Hace mil años, cuando yo tenía 12, España votó en referéndum la Constitución. Por aquel entonces, mis amigos y yo preparábamos el viaje de final de curso de la EGB y nos habíamos conjurado para llevar a cabo diversas actividades encaminadas a recoger fondos a tal efecto. Montamos guateques, vendimos lotería por Navidad y decidimos crear un periódico con noticias de la escuela que venderíamos -a 25 pesetas-, con el desparpajo con el que lo hacían aquellos chiquillos en New York o Chicago de principios de hace dos siglos.

Como se puede suponer, yo me erigí en director-editor del rotativo. Y como el equipo lo formaba yo conmigo mismo me encargué de todas las tareas, incluidas la de recabar y redactar la información. Así, decidí recorrer la sede de todas las formaciones políticas que, de una u otra forma, tenían algo de decir alrededor del objeto electoral del debate: “Sí” o “No” a la Constitución y por qué. Fui a parar a la sede de la CNT, situada en la calle Carretera Vella de mi pueblo. Allí me recibió un tipo que me pareció siniestro por su aspecto. Gafas de pasta y lentes semioscuras, bigote poblado y desaliñado, dedos amarillentos de soportar tabaco durante decenios y una parquedad gestual y, por lo tanto emocional, que a un chaval de 12 años le supuso casi entrar en la fase de miedo aterrador.

Le pregunté qué opinaba sobre la Constitución y qué iban a votar (¡qué dulce y tierna es la pueril ingenuidad!). Me dijo que iban a “no votar”, (dixit). Me dijo, no votamos porque somos anarquistas y, por ello, estamos fuera de este sistema. Yo les confieso, y seguro me van a creer, que no entendí un carajo, pero con mi grabadora Sony de kilo y medio de peso, lo grabé todo diligentemente sin dejar que el pánico escénico y el desconcierto hiciera mella en mi trabajo. “Ni dios, ni estado, ni patrón”. ¿Qué coño era eso? Yo, hijo de una familia de derechas, de padre católico practicante, fan de Los diablos, porque era lo que escuchaba mi hermano mayor (y yo crecí imitando a mi hermano), y soñando con algún día vestirme de azulgrana y brindar un gol a aquella niña morena en cuyo cuerpo la pubertad se hacía evidente, que iba al colegio de las Hermanas Dominicas y con la que me hacía el encontradizo cada día, me quedé atónito. La aspereza de aquel tipo me impactó. Pero no fueron solo las formas, fue el tono negativo del mensaje lo que me dejó traspuesto: Ni esto, ni lo otro, ni lo de más allá. Pero en fin, así lo grabé y así lo reproduje en mi periódico.

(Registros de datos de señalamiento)
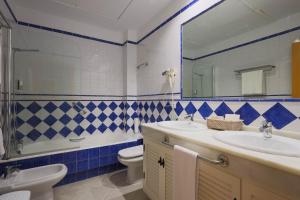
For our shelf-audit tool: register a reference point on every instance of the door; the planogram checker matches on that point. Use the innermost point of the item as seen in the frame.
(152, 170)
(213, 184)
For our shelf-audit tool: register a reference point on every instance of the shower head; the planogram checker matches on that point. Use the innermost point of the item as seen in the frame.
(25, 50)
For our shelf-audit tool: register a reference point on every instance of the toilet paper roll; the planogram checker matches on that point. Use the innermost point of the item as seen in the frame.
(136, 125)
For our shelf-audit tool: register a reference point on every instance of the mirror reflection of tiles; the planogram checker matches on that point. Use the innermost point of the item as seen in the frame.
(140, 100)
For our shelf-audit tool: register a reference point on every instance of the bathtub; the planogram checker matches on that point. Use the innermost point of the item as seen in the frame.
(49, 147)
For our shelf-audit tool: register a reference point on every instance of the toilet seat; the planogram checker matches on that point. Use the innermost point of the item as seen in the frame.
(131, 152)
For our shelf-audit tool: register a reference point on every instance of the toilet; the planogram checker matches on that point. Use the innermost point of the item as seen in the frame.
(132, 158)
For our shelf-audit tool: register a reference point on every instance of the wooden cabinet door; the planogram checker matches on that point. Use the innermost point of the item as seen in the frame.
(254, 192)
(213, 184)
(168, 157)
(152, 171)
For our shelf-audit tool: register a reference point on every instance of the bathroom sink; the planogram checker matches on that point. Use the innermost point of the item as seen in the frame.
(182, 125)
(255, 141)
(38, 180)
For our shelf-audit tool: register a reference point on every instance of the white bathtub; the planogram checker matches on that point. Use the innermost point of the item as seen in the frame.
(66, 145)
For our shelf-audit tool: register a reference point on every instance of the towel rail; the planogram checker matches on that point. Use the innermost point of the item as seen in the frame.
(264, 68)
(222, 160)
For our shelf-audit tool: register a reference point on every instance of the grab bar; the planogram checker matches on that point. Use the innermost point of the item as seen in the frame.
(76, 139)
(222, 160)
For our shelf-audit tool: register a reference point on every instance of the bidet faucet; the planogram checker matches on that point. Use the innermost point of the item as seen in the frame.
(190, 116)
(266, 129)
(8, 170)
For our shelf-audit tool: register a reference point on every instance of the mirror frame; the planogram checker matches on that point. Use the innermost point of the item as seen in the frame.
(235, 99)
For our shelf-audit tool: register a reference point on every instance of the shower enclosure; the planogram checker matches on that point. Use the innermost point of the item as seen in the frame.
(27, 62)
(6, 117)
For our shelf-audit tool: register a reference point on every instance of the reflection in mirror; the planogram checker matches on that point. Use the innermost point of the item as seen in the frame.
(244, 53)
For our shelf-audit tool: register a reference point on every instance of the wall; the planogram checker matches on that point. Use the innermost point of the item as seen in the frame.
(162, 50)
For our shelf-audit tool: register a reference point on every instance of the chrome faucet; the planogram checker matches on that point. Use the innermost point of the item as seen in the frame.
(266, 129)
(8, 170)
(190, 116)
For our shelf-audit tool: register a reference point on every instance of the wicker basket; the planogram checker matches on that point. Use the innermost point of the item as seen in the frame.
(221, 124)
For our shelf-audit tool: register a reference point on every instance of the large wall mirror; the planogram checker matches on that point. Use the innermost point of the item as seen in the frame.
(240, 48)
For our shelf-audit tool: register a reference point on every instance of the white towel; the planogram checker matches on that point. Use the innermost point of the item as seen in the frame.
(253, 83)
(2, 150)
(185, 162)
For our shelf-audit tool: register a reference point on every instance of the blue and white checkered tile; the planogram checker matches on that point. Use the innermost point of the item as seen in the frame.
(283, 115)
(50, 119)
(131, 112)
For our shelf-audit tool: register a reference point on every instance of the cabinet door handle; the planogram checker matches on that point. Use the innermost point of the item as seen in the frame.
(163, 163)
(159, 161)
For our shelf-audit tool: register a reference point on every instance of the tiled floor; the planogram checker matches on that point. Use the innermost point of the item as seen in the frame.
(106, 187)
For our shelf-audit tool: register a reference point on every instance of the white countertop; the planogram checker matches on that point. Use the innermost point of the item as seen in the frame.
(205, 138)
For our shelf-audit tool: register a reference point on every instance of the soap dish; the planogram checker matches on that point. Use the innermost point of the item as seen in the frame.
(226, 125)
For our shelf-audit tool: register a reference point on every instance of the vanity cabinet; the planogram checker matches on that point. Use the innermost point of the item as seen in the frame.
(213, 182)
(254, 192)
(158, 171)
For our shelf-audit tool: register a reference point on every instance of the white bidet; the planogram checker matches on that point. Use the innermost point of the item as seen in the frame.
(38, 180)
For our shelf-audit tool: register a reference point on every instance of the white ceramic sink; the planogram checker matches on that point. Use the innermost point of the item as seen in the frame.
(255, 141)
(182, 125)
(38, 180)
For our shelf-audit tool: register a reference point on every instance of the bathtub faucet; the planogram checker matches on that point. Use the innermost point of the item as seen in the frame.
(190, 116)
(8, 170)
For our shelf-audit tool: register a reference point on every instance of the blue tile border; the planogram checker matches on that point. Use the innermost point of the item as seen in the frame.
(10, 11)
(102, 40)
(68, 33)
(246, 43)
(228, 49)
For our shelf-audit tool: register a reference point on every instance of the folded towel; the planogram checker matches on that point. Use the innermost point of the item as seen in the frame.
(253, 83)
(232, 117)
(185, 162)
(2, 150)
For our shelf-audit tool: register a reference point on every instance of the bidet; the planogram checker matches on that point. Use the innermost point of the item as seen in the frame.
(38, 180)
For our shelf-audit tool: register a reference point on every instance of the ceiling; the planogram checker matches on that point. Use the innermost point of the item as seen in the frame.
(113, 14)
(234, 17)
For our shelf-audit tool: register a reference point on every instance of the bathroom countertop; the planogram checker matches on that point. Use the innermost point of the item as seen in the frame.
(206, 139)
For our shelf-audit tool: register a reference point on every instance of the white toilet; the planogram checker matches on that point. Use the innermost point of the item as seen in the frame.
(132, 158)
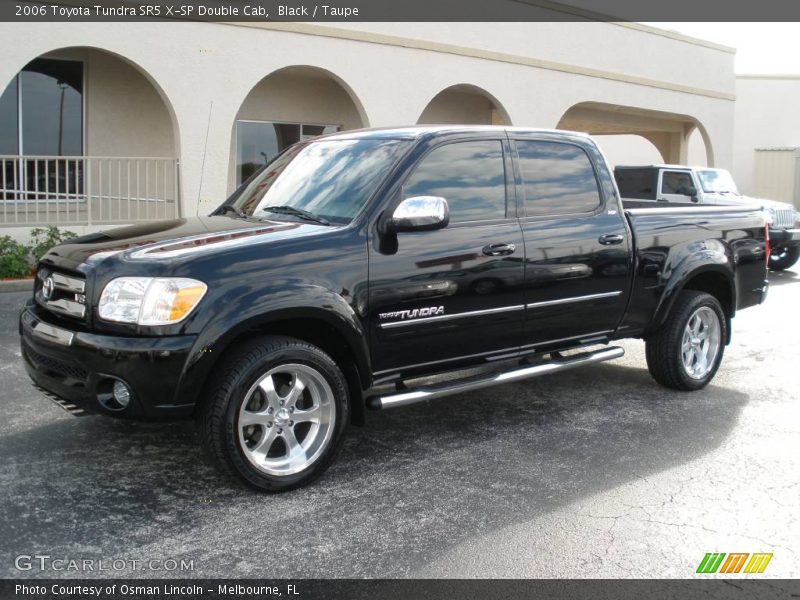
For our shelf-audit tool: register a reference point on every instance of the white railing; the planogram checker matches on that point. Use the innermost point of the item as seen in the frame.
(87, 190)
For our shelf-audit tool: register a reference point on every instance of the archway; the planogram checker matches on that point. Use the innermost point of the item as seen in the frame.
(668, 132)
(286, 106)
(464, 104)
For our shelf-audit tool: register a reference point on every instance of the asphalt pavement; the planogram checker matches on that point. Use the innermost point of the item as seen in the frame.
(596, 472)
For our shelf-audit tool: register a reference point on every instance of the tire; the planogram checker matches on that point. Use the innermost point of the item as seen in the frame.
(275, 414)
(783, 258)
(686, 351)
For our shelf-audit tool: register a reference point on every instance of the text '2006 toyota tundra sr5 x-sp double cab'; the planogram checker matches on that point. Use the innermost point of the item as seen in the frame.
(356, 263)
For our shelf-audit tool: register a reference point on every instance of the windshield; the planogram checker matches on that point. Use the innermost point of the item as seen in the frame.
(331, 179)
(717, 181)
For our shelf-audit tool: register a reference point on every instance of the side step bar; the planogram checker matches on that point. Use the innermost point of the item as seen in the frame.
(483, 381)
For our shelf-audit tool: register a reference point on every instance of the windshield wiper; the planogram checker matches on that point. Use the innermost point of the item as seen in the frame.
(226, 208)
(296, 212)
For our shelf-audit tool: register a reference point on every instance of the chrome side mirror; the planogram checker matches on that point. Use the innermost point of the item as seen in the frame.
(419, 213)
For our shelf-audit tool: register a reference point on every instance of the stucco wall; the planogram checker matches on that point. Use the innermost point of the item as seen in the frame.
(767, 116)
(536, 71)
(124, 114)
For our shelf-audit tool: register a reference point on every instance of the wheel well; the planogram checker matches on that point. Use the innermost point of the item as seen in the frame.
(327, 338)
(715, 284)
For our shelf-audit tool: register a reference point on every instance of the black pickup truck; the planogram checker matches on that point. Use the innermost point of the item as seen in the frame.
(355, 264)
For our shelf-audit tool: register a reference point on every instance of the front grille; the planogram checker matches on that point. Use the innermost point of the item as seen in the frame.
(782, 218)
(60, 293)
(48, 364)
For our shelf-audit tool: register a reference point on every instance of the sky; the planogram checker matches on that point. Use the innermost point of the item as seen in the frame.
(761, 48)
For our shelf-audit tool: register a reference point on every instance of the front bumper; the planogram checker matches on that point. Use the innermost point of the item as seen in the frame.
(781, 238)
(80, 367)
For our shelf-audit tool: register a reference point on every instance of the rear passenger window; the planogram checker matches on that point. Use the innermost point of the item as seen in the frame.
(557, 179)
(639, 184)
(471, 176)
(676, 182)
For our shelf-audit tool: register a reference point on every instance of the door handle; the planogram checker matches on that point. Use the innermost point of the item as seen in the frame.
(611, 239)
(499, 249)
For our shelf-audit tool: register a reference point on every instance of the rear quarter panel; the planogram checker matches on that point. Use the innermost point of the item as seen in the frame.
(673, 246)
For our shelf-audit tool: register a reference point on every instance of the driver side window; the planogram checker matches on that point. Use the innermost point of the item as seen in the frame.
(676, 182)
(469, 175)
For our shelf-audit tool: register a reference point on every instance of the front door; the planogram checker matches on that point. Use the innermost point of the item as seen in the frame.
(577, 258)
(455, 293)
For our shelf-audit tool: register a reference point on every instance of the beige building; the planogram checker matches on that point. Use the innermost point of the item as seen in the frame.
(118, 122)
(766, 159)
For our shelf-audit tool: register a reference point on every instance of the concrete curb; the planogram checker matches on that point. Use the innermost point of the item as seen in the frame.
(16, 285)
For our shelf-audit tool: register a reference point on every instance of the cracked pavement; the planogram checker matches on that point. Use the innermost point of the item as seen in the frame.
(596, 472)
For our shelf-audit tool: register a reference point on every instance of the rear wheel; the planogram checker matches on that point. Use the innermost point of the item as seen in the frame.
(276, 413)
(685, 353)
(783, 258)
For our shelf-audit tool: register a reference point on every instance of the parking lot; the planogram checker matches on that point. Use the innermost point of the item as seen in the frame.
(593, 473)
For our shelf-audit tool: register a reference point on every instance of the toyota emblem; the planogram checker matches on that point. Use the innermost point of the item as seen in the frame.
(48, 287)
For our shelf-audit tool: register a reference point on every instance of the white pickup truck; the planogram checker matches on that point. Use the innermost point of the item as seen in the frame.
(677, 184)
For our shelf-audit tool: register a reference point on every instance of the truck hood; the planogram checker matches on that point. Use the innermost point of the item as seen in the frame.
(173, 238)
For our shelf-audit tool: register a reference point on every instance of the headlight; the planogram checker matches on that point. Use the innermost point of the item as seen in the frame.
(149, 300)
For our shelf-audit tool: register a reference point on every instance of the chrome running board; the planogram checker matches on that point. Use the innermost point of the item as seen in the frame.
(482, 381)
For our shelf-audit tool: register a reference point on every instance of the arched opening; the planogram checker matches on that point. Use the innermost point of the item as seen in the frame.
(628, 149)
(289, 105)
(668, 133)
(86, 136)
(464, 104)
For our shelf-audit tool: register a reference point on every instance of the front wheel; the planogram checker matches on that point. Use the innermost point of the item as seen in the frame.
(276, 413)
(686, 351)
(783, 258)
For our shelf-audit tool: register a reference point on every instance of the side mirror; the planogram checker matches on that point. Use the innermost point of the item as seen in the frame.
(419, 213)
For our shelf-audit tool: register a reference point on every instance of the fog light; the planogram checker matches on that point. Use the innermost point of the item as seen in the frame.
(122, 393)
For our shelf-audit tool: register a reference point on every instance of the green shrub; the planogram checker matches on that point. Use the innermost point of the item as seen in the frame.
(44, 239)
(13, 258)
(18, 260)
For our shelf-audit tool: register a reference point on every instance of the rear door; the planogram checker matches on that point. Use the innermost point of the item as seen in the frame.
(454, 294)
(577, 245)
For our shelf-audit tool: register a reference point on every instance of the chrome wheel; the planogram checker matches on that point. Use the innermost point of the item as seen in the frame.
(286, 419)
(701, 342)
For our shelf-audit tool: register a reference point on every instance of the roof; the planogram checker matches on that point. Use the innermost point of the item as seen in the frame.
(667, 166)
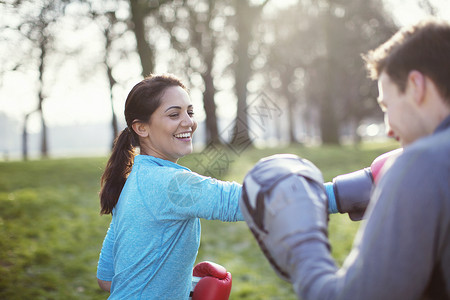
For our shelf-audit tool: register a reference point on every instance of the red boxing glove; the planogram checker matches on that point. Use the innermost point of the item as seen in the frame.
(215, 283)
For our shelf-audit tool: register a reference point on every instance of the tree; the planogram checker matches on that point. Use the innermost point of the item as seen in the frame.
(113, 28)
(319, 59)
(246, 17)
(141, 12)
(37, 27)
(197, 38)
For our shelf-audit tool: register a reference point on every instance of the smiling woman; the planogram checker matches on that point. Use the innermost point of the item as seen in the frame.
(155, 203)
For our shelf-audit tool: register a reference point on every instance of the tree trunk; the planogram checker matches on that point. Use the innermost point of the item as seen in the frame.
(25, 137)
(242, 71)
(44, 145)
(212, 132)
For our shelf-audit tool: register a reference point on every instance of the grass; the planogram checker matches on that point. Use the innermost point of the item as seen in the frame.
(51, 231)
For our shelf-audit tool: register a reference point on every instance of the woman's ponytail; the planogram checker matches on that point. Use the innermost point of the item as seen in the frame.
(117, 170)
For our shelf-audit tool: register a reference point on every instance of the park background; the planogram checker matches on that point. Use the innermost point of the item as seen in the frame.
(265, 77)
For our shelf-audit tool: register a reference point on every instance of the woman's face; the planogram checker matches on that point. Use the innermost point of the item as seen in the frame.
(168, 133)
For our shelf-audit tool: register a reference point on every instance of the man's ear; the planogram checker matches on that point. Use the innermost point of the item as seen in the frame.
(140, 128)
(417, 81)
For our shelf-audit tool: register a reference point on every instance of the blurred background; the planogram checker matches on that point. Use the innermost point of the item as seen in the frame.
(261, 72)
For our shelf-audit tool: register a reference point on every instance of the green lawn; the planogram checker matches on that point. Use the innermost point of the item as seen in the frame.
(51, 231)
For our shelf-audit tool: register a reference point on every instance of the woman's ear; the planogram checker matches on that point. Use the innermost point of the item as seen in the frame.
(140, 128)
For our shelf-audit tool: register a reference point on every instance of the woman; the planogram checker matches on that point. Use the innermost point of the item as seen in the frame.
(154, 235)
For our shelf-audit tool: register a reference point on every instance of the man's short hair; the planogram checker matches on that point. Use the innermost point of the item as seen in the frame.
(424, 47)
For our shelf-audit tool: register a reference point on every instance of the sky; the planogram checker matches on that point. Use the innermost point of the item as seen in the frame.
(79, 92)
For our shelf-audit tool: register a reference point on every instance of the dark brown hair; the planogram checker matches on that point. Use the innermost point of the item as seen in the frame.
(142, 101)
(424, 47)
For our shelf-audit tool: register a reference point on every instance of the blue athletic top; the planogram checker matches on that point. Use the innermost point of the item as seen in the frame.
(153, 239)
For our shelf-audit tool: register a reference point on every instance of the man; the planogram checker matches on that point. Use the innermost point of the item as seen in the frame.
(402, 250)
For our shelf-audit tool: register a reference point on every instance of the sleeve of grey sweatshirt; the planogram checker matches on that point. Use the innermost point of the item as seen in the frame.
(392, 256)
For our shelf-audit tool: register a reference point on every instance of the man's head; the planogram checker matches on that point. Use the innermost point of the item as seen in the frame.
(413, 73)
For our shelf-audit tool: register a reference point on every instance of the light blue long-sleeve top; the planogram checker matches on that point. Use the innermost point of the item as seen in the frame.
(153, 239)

_INSTRUCCIONES DE LA TAREA_
Por favor, enumera las actividades que, según el texto sobre el referéndum de la Constitución, emprendieron el narrador y sus amigos para reunir fondos para el viaje de final de curso.

_PROBLEMA RESUELTO_
- Montar guateques
- Vender lotería por Navidad
- Crear un periódico con noticias de la escuela para venderlo a 25 pesetas